■ Task objective ■
Nothing outside the range below should be printed. Output exactly the lines from the line with "134L97 139H110L112 135L143" to the line with "positive clicks: (198, 146)", both included.

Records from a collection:
+===+

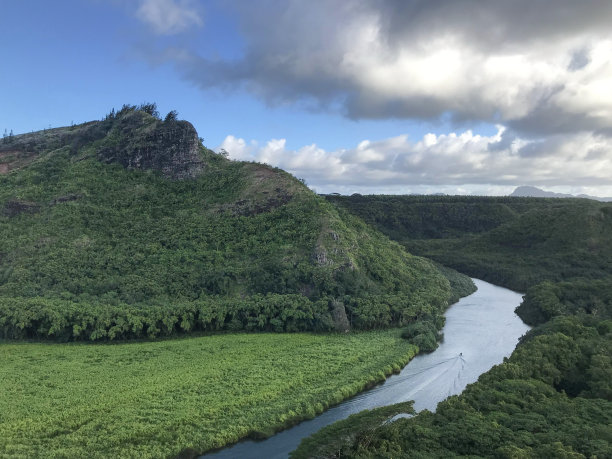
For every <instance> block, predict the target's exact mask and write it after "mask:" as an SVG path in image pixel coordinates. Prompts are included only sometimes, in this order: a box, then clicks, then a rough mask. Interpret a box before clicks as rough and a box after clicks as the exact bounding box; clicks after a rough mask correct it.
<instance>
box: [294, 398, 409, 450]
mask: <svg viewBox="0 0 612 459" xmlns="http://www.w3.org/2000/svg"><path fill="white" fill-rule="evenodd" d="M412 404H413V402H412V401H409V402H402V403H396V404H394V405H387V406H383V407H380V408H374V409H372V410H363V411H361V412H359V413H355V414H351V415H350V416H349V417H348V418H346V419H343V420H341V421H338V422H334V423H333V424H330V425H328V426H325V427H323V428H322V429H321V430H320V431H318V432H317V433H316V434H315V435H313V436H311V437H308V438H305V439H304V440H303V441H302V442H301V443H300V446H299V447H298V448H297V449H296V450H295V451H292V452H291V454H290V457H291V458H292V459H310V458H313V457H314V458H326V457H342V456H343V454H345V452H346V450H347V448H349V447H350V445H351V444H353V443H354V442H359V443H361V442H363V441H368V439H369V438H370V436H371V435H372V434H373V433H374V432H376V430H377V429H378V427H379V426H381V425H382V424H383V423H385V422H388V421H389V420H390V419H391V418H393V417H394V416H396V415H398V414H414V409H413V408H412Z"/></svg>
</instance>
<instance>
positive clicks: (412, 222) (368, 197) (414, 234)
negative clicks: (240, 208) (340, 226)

+===+

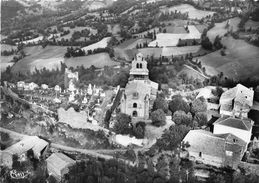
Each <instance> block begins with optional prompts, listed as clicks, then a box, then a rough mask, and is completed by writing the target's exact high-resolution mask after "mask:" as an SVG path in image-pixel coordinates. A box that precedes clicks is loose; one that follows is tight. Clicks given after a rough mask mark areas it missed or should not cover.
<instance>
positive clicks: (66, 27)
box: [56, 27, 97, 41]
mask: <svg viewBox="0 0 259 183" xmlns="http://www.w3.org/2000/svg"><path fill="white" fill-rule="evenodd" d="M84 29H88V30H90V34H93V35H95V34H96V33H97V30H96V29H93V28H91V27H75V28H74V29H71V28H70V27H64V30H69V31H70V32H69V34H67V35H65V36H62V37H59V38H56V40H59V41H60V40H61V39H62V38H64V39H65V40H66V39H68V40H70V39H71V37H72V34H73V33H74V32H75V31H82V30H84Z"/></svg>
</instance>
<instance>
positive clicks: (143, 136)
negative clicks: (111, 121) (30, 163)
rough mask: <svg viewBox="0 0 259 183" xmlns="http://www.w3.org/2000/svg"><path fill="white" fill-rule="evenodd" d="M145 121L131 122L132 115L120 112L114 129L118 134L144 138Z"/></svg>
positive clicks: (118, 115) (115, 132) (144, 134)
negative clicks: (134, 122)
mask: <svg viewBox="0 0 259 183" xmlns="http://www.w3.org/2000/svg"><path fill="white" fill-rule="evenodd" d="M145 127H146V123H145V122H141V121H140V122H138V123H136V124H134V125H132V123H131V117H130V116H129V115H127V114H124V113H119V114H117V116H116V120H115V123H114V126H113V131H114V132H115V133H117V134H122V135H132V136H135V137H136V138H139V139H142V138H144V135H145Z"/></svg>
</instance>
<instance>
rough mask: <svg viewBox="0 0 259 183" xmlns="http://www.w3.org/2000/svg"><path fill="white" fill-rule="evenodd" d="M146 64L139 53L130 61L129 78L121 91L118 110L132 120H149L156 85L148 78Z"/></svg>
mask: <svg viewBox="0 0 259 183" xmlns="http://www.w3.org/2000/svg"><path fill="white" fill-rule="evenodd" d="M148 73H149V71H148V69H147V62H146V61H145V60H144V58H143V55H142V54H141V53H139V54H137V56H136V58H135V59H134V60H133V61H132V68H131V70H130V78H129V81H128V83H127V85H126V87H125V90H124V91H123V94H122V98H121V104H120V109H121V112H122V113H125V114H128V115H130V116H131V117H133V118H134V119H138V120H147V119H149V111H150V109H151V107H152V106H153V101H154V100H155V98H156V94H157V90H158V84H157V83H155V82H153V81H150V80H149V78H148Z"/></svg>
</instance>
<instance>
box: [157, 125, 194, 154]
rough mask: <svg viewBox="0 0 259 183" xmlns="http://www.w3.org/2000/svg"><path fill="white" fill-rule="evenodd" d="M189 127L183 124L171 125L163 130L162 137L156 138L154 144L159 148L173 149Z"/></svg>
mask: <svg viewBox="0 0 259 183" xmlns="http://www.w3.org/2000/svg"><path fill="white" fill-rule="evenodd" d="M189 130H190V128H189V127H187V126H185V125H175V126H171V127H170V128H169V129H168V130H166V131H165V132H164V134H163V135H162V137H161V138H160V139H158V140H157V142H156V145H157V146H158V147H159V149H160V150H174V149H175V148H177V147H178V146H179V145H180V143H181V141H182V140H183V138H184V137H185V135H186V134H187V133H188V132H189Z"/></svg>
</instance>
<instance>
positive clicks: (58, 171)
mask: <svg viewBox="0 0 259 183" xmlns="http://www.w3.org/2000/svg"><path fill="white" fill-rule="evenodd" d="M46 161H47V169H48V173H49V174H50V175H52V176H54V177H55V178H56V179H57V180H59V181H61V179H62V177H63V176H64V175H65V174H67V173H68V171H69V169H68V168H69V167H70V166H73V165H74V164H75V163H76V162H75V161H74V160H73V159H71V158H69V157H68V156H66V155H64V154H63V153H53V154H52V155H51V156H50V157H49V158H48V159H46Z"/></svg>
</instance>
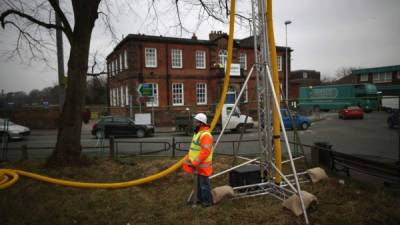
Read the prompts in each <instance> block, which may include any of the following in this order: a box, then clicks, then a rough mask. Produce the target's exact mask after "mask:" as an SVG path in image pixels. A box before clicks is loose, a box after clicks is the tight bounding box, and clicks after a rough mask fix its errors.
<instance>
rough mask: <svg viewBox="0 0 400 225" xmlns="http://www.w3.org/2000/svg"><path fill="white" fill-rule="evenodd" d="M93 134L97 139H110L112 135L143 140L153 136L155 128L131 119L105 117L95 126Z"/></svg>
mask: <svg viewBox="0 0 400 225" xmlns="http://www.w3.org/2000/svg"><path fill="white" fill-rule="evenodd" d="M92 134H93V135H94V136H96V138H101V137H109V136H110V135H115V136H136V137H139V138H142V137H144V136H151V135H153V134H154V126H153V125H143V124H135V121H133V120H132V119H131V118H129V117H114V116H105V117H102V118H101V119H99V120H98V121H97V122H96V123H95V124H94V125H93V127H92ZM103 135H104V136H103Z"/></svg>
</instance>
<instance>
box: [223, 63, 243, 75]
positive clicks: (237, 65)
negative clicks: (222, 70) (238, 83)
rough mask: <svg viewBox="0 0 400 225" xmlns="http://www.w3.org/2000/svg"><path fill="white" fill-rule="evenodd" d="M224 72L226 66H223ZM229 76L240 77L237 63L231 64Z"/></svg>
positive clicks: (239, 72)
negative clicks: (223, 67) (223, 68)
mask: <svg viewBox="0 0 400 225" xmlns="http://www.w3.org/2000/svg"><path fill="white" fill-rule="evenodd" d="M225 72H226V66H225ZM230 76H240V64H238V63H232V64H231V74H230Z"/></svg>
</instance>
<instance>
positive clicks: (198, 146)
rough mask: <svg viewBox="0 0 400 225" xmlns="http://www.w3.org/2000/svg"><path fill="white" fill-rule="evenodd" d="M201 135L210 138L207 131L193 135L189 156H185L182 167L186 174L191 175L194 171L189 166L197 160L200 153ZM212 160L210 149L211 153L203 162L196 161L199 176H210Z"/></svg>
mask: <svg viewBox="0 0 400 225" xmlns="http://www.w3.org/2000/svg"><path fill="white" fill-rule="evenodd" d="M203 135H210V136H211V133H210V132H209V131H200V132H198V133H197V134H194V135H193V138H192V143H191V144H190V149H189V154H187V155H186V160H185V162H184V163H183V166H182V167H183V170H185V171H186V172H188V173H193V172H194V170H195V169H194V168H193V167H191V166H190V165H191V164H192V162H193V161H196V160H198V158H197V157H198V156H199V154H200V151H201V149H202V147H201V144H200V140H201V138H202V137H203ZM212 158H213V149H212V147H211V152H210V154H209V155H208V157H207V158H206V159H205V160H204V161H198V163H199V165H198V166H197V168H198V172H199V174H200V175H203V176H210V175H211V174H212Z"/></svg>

+===+

■ Completed exercise ■
rough mask: <svg viewBox="0 0 400 225" xmlns="http://www.w3.org/2000/svg"><path fill="white" fill-rule="evenodd" d="M93 134L97 139H110L112 135L143 140L153 136L155 128L131 119L105 117L95 126Z"/></svg>
mask: <svg viewBox="0 0 400 225" xmlns="http://www.w3.org/2000/svg"><path fill="white" fill-rule="evenodd" d="M92 134H93V135H94V136H96V138H101V137H109V136H110V135H115V136H136V137H139V138H142V137H144V136H151V135H153V134H154V126H153V125H143V124H135V121H133V120H132V119H131V118H129V117H114V116H105V117H102V118H101V119H99V120H98V121H97V122H96V123H95V124H94V125H93V127H92ZM103 135H104V136H103Z"/></svg>
</instance>
<instance>
box: [223, 63, 243, 75]
positive clicks: (237, 65)
negative clicks: (222, 70) (238, 83)
rough mask: <svg viewBox="0 0 400 225" xmlns="http://www.w3.org/2000/svg"><path fill="white" fill-rule="evenodd" d="M224 72L226 66H223ZM229 76L240 77L237 63L231 64Z"/></svg>
positive clicks: (239, 72)
negative clicks: (223, 67) (223, 68)
mask: <svg viewBox="0 0 400 225" xmlns="http://www.w3.org/2000/svg"><path fill="white" fill-rule="evenodd" d="M225 72H226V66H225ZM230 76H240V64H238V63H232V64H231V74H230Z"/></svg>
</instance>
<instance>
positive clicks: (198, 146)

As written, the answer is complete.